◆ **Parts of the exercise**:
1) From the passage "The Doctors Listened" below, list every chronic illness it names for Mom.
2) Proceed with the passage "The Doctors Listened" below, writing on from the point at which it stops.

The Doctors Listened
This past Christmas, my 82 and 83 year old mom and dad drove 1100 miles from Iowa to stay with our family in Spartanburg for seven weeks. We had a great holiday and were settled in to our visit when we realized that Mom wasn’t doing well. Mom has multiple chronic illnesses including heart and vascular disease, chronic renal failure and mild dementia. We realized that she was weaker, more confused, was spending more time in bed, and eating and drinking less. She eventually suffered a fall in the bathroom.
Mom had no physician in Upstate SC, so we had to take her to the emergency room. The first physician to evaluate Mom asked diligent questions about the events that led us there and her medical history. The usual lab work was drawn. A short time after he left the room, a gurney arrived to transport Mom for a CAT scan. Surprised, I questioned the reason for the scan, and requested that Mom not be taken for this test. The physician soon returned to ask why we did not want Mom to have this scan to rule out a head injury from the fall. I explained that she did not hit her head when she fell and that she had not shown any change in her cognitive or functional status since the fall. I also explained that mom had experienced the symptoms she was presenting many times in the past, was treated palliatively in her home setting and we hoped for a similar intervention here. He listened to me and my dad, respected our decision, and cancelled the CAT scan. Because the labs verified that mom had a urinary tract infection and was in acute renal failure, IV fluids and antibiotics were started.

◆ **Extracted records**:
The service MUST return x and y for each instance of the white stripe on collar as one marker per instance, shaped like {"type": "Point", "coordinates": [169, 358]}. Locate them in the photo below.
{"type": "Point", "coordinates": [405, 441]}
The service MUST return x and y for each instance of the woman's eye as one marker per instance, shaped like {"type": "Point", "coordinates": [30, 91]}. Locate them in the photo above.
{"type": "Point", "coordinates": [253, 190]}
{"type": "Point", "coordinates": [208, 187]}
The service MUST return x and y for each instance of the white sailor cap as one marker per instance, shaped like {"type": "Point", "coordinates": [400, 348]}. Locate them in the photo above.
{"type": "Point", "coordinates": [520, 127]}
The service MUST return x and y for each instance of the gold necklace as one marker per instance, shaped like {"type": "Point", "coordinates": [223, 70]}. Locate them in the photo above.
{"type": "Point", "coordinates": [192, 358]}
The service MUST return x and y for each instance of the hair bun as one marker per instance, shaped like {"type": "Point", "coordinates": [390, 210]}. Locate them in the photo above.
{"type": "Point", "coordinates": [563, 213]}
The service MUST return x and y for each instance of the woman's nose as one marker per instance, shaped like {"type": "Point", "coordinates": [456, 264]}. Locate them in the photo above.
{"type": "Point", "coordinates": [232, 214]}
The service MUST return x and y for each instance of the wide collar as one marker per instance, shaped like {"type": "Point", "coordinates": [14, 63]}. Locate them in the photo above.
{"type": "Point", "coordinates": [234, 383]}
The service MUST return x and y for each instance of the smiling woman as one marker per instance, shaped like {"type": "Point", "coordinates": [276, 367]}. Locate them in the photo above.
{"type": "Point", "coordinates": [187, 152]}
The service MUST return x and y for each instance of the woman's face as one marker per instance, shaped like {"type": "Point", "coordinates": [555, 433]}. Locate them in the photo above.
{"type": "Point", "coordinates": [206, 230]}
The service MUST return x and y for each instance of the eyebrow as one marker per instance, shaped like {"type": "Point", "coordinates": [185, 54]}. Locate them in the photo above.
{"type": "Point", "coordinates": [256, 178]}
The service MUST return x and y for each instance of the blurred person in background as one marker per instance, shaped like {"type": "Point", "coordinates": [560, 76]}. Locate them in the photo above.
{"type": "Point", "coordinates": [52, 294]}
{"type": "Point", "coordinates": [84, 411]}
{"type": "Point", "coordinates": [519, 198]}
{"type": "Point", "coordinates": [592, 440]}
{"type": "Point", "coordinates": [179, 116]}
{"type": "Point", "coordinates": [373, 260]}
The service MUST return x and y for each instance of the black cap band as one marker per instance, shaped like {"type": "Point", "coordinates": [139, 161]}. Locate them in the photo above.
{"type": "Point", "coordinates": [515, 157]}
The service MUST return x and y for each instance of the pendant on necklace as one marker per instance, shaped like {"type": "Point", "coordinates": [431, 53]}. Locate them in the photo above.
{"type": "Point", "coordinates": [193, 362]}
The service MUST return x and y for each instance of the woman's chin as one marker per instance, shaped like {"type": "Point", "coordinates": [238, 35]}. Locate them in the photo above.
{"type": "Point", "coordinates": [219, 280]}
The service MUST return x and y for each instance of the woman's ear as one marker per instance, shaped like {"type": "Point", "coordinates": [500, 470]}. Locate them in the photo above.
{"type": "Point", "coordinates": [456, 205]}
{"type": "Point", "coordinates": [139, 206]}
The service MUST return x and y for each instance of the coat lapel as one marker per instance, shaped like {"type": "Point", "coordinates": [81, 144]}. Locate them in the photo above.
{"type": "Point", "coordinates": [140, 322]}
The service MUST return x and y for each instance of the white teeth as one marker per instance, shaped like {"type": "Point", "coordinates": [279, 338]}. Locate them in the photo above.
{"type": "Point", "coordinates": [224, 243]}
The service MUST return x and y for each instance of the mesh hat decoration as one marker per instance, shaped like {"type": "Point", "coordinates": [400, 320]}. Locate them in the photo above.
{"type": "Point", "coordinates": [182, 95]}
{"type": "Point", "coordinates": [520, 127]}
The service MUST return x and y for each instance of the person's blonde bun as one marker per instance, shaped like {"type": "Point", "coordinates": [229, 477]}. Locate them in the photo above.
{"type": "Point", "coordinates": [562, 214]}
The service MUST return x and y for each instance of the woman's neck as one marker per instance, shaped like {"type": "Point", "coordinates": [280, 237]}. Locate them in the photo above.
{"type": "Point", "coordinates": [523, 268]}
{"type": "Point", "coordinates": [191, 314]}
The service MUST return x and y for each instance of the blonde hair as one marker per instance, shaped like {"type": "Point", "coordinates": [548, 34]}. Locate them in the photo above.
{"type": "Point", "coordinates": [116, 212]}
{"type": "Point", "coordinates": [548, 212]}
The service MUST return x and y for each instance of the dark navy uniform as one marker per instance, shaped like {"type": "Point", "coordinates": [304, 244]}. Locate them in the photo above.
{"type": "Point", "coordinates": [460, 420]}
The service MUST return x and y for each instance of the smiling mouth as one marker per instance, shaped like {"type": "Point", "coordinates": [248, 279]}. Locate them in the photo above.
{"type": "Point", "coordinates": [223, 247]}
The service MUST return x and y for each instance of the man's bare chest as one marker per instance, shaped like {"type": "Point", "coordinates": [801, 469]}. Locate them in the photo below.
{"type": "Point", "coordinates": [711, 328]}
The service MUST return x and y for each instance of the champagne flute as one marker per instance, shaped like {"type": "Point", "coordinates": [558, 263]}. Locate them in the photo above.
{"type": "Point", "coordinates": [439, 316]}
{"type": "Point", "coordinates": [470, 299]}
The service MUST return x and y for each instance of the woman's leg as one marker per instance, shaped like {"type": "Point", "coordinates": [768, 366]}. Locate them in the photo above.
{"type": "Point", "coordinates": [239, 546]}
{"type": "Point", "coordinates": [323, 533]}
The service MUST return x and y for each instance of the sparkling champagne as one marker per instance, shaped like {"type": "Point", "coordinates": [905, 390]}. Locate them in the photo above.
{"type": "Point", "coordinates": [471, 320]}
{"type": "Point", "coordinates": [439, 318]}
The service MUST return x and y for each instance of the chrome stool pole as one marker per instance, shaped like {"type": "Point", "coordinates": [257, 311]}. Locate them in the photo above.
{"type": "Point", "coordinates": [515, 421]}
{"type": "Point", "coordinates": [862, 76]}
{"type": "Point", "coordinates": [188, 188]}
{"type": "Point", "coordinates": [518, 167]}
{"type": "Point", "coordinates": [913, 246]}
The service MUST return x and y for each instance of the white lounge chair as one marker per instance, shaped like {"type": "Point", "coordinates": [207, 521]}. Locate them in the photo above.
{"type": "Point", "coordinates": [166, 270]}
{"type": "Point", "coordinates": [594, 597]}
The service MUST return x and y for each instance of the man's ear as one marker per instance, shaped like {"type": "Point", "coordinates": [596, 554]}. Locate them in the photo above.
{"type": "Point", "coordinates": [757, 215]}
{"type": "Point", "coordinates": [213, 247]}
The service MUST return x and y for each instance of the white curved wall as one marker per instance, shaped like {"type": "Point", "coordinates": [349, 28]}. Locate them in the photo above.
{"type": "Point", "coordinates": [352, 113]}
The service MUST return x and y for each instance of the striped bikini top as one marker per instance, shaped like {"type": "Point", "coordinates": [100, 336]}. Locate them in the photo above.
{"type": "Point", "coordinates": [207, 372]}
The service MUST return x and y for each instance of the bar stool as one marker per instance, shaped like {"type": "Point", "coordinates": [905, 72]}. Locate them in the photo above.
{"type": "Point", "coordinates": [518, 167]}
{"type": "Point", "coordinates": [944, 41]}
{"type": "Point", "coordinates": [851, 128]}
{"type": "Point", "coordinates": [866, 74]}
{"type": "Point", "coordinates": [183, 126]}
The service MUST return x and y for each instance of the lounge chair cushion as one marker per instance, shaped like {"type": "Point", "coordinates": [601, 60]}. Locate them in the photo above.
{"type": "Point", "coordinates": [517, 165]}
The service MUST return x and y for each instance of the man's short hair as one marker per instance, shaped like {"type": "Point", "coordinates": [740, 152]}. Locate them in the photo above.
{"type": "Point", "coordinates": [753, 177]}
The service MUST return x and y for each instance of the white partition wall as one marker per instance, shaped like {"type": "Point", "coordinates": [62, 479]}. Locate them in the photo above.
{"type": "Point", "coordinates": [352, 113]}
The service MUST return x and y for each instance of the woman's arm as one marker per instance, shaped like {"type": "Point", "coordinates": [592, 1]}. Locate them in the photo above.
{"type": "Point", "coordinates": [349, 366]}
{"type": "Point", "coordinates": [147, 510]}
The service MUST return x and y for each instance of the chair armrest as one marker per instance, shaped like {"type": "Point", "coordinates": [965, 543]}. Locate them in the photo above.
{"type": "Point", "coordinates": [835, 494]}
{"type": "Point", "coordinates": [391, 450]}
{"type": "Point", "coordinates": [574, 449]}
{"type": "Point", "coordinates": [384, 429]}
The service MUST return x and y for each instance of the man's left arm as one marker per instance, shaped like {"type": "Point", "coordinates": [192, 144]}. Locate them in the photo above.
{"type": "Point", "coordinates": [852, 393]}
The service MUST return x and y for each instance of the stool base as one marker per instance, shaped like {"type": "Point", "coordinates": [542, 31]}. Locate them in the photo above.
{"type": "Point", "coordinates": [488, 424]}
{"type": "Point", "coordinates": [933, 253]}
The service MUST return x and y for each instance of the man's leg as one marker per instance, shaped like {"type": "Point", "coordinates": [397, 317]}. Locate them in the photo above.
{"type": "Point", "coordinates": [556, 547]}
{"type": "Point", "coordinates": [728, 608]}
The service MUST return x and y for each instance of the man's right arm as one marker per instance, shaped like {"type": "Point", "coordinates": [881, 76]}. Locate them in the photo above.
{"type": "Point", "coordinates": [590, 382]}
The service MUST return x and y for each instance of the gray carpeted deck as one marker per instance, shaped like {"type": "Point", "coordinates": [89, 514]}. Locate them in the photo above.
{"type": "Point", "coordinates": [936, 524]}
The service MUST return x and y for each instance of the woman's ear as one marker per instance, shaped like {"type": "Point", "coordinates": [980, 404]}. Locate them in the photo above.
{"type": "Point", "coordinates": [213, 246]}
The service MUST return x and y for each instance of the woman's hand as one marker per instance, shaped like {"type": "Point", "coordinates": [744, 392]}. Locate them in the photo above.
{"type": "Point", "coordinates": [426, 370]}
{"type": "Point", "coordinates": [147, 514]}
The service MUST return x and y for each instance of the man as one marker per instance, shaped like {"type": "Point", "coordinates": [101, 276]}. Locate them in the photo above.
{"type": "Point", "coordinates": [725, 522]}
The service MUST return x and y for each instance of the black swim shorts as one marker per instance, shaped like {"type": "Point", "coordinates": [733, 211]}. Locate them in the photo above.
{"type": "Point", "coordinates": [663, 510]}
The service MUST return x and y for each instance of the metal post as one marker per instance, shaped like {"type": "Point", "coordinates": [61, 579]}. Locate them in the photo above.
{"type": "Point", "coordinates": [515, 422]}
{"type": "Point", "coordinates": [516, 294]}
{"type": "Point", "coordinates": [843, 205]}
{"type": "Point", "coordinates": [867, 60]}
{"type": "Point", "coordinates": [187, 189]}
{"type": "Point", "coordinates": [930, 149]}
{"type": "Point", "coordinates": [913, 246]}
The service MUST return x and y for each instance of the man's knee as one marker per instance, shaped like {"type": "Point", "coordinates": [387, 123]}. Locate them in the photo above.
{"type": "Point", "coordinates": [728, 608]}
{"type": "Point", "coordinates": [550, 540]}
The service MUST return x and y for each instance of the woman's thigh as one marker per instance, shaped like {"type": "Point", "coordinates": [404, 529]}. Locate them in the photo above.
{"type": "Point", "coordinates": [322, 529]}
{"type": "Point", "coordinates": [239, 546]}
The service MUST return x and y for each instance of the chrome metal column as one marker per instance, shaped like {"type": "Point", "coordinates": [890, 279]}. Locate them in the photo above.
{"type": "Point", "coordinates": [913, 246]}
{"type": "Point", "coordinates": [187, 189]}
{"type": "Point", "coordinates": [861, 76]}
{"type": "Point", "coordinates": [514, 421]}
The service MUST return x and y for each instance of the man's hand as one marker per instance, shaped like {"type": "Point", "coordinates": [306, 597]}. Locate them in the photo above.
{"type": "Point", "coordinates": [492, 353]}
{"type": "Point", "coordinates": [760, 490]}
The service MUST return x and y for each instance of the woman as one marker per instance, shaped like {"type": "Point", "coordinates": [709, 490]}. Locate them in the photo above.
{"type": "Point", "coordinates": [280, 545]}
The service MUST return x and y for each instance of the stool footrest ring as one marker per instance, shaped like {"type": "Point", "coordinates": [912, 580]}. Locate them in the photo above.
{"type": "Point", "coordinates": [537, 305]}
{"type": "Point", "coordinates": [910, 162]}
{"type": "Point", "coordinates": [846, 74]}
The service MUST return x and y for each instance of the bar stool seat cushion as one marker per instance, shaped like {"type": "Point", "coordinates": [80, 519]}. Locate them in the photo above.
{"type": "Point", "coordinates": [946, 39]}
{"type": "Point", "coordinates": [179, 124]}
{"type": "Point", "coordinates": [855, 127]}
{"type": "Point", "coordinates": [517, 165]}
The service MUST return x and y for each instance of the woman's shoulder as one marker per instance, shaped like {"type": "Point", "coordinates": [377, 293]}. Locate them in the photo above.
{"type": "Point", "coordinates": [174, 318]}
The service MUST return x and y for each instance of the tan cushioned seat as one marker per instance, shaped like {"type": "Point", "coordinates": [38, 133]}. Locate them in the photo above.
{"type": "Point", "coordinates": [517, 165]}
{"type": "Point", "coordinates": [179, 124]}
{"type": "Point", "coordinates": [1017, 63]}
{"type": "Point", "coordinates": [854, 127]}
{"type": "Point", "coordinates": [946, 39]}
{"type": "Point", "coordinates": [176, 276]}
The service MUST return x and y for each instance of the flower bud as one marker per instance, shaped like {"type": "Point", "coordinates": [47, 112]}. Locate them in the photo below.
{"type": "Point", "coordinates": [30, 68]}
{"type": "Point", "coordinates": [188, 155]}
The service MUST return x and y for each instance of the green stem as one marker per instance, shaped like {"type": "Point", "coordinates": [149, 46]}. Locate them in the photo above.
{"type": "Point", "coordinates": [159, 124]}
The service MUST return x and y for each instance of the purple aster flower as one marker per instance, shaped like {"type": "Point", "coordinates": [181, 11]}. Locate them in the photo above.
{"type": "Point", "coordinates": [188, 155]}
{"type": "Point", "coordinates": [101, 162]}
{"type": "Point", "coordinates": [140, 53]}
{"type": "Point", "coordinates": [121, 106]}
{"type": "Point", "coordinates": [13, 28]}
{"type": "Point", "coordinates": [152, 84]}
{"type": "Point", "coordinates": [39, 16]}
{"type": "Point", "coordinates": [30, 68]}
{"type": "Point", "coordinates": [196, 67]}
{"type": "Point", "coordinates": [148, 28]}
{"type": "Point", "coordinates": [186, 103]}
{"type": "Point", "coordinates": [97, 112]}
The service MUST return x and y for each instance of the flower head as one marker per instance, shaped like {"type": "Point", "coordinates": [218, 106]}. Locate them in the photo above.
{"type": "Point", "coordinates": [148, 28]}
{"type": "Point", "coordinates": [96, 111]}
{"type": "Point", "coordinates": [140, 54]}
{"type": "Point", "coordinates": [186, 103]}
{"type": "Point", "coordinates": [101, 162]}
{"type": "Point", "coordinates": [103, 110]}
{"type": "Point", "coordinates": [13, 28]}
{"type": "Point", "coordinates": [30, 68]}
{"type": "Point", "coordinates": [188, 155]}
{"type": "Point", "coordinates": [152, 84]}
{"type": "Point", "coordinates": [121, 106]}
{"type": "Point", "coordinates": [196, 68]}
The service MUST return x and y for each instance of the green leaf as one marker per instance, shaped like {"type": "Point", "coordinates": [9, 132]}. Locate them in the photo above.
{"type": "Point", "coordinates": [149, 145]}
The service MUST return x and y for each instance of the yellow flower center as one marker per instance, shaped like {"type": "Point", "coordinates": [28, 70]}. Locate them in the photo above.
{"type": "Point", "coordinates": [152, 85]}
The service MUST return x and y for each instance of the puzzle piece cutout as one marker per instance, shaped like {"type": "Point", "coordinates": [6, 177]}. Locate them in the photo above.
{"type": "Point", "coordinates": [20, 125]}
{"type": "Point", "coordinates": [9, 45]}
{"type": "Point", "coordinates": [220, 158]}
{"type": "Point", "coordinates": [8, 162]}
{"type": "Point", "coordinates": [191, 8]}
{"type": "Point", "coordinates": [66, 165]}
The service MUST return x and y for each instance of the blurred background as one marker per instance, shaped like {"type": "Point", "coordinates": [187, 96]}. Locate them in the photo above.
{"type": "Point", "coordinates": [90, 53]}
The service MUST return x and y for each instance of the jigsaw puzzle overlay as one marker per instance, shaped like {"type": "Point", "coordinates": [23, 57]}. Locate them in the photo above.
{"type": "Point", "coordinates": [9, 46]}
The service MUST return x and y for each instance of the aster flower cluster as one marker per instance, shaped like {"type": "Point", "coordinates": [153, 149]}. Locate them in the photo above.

◆ **Outputs in order**:
1) Heart and vascular disease; chronic renal failure; mild dementia.

2)
Soon after, around the corner came another gurney to take mom for a chest X-ray. Again I cancelled the trip and again we had a visit from the physician. He explained that the X-ray was to “rule out” any blood clots in the lungs, since mom was having some shortness of breath. We discussed the fact that mom had a Living Will and that she did not want aggressive measures or treatments for life-threatening events. Mom was often short of breath due to heart disease and it usually subsided with rest and decreased anxiety. The doctor agreed that her lungs were clear and that he would honor our wishes.
The decision was made to admit Mom to the hospital for management of her acute renal failure. Around the corner came another gurney, this time for an ultrasound of the kidney. Again, I asked, “Why?”, and again, we had a visit from the doctor. He explained that standard protocol for admitting someone in renal failure is an ultrasound of the kidney. I told him that Mom only has one kidney which functions at about 40-50%. Her Living Will clearly states that she does not want aggressive measures if this kidney fails. She has always been very clear that she does not want dialysis, even temporarily. She believes that when God is ready to call her home that renal failure will likely be what causes her death. For years, she has reviewed the wishes outlined in her Living Will and asked that we honor and defend her wishes. Mom’s doctors were supportive and encouraging, watching mom’s labs and her cognitive and functional status improve, while honoring our request for non-aggressive care.
Because we had wonderful physicians that listened to us and helped us honor Mom’s (and Dad’s) wishes, Mom avoided stressful and unnecessary tests that saved thousands of dollars and would not have changed the outcome of Mom’s two-day hospitalization. A week after her release, Mom and Dad were able to return home to Iowa.
Our physicians were willing to support us in our desire to ensure Mom was comfortable, her symptoms were managed, and she was treated with effective but simple measures. I want to thank them for LISTENING! It would have been much easier to follow the standard protocols and not take the time to address our many questions and concerns.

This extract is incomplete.